WORK TO COMPLETE:
1 - Answer these questions from the text on organic agriculture and certification, one per line:
(a) How long is the transition period before products from land under organic management qualify as certified organic?
(b) What does organic agriculture not claim to produce?
(c) Under what circumstance is certification necessary?
2 - Continue the text on organic agriculture and certification from where it stops.

EXCERPT:

□ □ □ □ □ □ □

Demystifying Organics

Demystifying Organics

Demystifying Organics

Organic agriculture:

  • is a way of farming in harmony with nature and encourages reduction in off-farm inputs thereby consuming less of the world’s resources to produce food.
  • has, as a goal, the improvement of the ecosystems in which food and fibre are produced.
  • is committed to ensuring that livestock are able to live out their lives with access to adequate and good quality food, are able to socialise normally, do not damage aquatic life through unrestricted access to riparian areas, and are slaughtered in the most humane manner possible.
  • does not claim to produce food free of contaminants – all organic food is produced on this earth, no part of which has escaped damage from chemical agriculture and other industrial processes.
  • it will, however, leave that piece of land or group of animals better off than if farmed following chemical-dependent agriculture – organic practices are hope for the future.
  • requires a 36 month transition period from the last application of a prohibited substance to land under organic management before the products from that land qualify as certified organic.

Certification:

  • is necessary when the food (or fibre) producer is distant from those who consume the products of a given farm – it stands in place of a relationship of trust and knowledge that can exist between a farm and the community it serves when there is a genuine geographical and personal connection.

□ □ □ □ □ □ □

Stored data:
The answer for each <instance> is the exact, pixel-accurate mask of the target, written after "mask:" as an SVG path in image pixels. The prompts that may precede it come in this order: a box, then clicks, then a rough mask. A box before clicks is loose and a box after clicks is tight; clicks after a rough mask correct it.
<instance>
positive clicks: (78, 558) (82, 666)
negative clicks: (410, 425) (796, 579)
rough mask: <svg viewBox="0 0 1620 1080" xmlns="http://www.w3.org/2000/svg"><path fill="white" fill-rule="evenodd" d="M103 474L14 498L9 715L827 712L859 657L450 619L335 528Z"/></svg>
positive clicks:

□ □ □ □ □ □ □

ANSWERS TO THE TASKS:
1 -
(a) 36 months from the last application of a prohibited substance.
(b) Food free of contaminants.
(c) When the food (or fibre) producer is distant from those who consume the products of a given farm.

2 -
  • involves an independent, contracted inspector (verification officer) who visits the farm site, assesses the health of livestock, soil, and crops; assesses the presence of habitat for wildlife and beneficial insects; inspects storage buildings and barns to ensure that prohibited materials are not kept or used on site; reviews documents to determine if the volume of product going to market is in keeping with the production capacity of the farm (audit); and reviews general compliance with the organic standards used by the contracting certification body (CB).
  • is the responsibility of a CB’s Certification Committee which does not have direct contact with the applicant (arms length, also known as “third party”), reviews the application documents as well as the verification officer’s report, and determines if the applicant is in full compliance with the standards.
  • can involve the use of conditional certificates which cover a shorter term than the usual year long certificate term and which entail the fulfillment of a set of conditions which will enable the applicant to come into full compliance with the standards.
  • will be denied to any applicant if there is evidence that they are contravening fundamental aspects of organic management practices.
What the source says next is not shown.